Objective :: Rewrite the listing below with every "representative example" changed to "typical sample", keeping everything else the same.
————————
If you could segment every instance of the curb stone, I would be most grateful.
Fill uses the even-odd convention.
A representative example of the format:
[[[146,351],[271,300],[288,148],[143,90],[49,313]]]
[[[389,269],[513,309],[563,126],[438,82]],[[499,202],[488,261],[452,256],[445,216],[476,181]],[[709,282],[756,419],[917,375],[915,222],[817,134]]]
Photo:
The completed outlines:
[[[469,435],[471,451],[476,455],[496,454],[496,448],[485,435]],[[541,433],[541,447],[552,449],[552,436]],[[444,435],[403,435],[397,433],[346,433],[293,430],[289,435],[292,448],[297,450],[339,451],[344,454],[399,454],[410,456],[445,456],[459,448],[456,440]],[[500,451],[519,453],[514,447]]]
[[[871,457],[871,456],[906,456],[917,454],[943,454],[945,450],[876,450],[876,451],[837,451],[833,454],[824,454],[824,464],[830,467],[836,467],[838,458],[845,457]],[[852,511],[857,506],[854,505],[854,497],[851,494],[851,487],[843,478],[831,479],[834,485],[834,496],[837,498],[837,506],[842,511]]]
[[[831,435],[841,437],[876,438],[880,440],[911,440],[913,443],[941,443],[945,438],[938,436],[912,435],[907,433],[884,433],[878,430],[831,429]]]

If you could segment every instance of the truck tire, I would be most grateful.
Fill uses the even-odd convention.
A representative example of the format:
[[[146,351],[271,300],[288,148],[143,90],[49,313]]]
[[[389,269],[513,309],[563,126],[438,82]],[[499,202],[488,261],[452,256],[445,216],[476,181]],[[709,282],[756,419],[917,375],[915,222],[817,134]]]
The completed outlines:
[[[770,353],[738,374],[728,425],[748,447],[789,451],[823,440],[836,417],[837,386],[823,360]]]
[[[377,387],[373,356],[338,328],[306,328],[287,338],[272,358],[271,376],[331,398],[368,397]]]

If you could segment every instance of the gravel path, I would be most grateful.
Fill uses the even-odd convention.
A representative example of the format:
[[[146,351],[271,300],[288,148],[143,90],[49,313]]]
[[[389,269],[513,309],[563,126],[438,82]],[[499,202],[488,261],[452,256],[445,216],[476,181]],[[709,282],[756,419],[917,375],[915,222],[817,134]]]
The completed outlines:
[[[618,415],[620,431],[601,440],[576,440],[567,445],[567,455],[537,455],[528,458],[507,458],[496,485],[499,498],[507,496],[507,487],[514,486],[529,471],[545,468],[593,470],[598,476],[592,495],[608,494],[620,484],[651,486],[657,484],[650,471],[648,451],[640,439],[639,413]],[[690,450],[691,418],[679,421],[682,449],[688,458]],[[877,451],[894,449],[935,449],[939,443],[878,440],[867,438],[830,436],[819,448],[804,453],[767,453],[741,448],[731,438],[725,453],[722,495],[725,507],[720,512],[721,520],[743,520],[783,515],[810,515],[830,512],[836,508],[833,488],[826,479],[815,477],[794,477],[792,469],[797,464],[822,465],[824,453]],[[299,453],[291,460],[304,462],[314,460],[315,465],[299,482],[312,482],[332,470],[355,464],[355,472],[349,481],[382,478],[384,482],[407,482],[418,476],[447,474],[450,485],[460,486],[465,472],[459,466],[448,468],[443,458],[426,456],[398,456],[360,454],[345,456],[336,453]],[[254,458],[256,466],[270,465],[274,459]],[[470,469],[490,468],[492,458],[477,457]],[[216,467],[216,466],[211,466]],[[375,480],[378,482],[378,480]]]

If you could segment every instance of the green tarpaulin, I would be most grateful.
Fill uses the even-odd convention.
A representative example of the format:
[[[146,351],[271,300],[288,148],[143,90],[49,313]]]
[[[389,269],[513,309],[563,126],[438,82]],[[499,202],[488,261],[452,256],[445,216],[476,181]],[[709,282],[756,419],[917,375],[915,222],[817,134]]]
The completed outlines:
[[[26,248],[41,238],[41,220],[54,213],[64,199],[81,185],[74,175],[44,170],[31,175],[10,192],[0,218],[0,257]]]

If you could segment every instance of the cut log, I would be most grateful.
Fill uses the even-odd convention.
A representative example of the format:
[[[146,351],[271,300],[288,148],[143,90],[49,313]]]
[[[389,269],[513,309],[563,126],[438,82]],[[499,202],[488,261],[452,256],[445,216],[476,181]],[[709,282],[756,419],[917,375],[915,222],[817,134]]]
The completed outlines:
————————
Solution for this task ::
If you could segment every instance of the curb stone, I would be most grateful.
Fill uses the even-odd convention.
A typical sample of the format:
[[[146,351],[271,300],[288,148],[143,90],[49,313]]]
[[[389,269],[513,309],[563,126],[438,82]],[[499,202],[488,261],[452,256],[445,216],[476,181]],[[709,282],[756,419],[917,375],[915,222],[817,134]]]
Photo:
The completed outlines:
[[[469,435],[471,451],[476,455],[496,454],[496,448],[485,435]],[[541,433],[541,447],[552,449],[552,436]],[[444,435],[403,435],[397,433],[346,433],[293,430],[289,435],[292,448],[297,450],[339,451],[344,454],[399,454],[410,456],[445,456],[459,448],[456,440]],[[500,451],[519,453],[514,447]]]
[[[871,457],[871,456],[906,456],[917,454],[943,454],[945,450],[876,450],[876,451],[837,451],[833,454],[824,454],[824,464],[830,467],[836,467],[838,458],[845,457]],[[852,511],[857,506],[854,505],[854,497],[851,494],[851,487],[843,478],[831,479],[834,485],[834,496],[837,498],[837,506],[842,511]]]
[[[831,435],[841,437],[876,438],[880,440],[911,440],[913,443],[941,443],[945,438],[938,436],[912,435],[907,433],[884,433],[878,430],[831,429]]]

If you could segment every instance of the truck tire, I would be most grateful.
Fill uses the even-odd convention.
A typical sample of the format:
[[[146,351],[271,300],[288,148],[143,90],[49,313]]]
[[[389,269],[513,309],[563,126],[438,82]],[[499,202],[488,261],[452,256],[445,216],[476,181]],[[709,282],[756,419],[917,375],[915,222],[817,134]]]
The completed outlines:
[[[770,353],[738,374],[728,425],[748,447],[789,451],[823,440],[836,417],[837,386],[823,360]]]
[[[377,387],[373,356],[338,328],[306,328],[287,338],[272,358],[271,376],[331,398],[368,397]]]

If you could segment every instance of the gravel path, I would be most grateful.
Fill uses the even-odd convention.
A typical sample of the format:
[[[146,351],[271,300],[288,148],[143,90],[49,313]]]
[[[389,269],[513,309],[563,126],[438,82]],[[499,202],[488,261],[452,256],[445,216],[476,181]],[[709,282],[756,419],[917,375],[915,222],[817,134]]]
The completed outlines:
[[[618,415],[620,431],[601,440],[576,440],[567,445],[567,455],[537,455],[528,458],[507,458],[496,485],[499,498],[507,496],[507,487],[514,486],[529,471],[545,468],[593,470],[598,476],[592,495],[608,494],[620,484],[651,486],[657,484],[650,471],[648,451],[640,439],[639,413]],[[690,450],[691,418],[679,421],[682,449],[688,458]],[[877,451],[894,449],[935,449],[939,443],[878,440],[867,438],[830,436],[819,448],[804,453],[767,453],[741,448],[731,438],[725,453],[722,495],[725,507],[720,512],[721,520],[743,520],[783,515],[810,515],[830,512],[836,508],[833,488],[826,479],[815,477],[794,477],[792,469],[797,464],[822,465],[824,453]],[[299,453],[291,460],[304,462],[314,460],[315,465],[299,482],[312,482],[332,470],[355,464],[355,472],[349,481],[382,478],[384,482],[407,482],[418,476],[447,474],[450,485],[460,486],[465,472],[459,466],[448,468],[443,458],[426,456],[398,456],[360,454],[345,456],[336,453]],[[254,458],[256,466],[270,465],[274,459]],[[470,469],[490,468],[492,458],[477,457]],[[216,467],[216,466],[211,466]],[[375,480],[378,482],[378,480]]]

If you could segment every instance of the green tarpaulin, I would be most grateful.
Fill uses the even-odd convention.
A typical sample of the format:
[[[146,351],[271,300],[288,148],[143,90],[49,313]]]
[[[389,269],[513,309],[563,126],[438,82]],[[499,202],[488,261],[452,256],[445,216],[476,181]],[[709,282],[756,419],[917,375],[915,222],[817,134]]]
The completed outlines:
[[[26,248],[41,238],[41,220],[54,213],[64,199],[81,185],[74,175],[44,170],[31,175],[10,192],[0,218],[0,257]]]

If you could segment every instance of the cut log, I would be most grateful.
Fill uses the even-odd convention.
A typical sample of the format:
[[[146,351],[271,300],[288,148],[143,90],[49,313]]]
[[[389,269],[513,309],[563,126],[438,82]],[[499,202],[488,261],[452,256],[445,216],[476,181]],[[709,282],[756,419],[917,375],[915,222],[817,134]]]
The completed outlines:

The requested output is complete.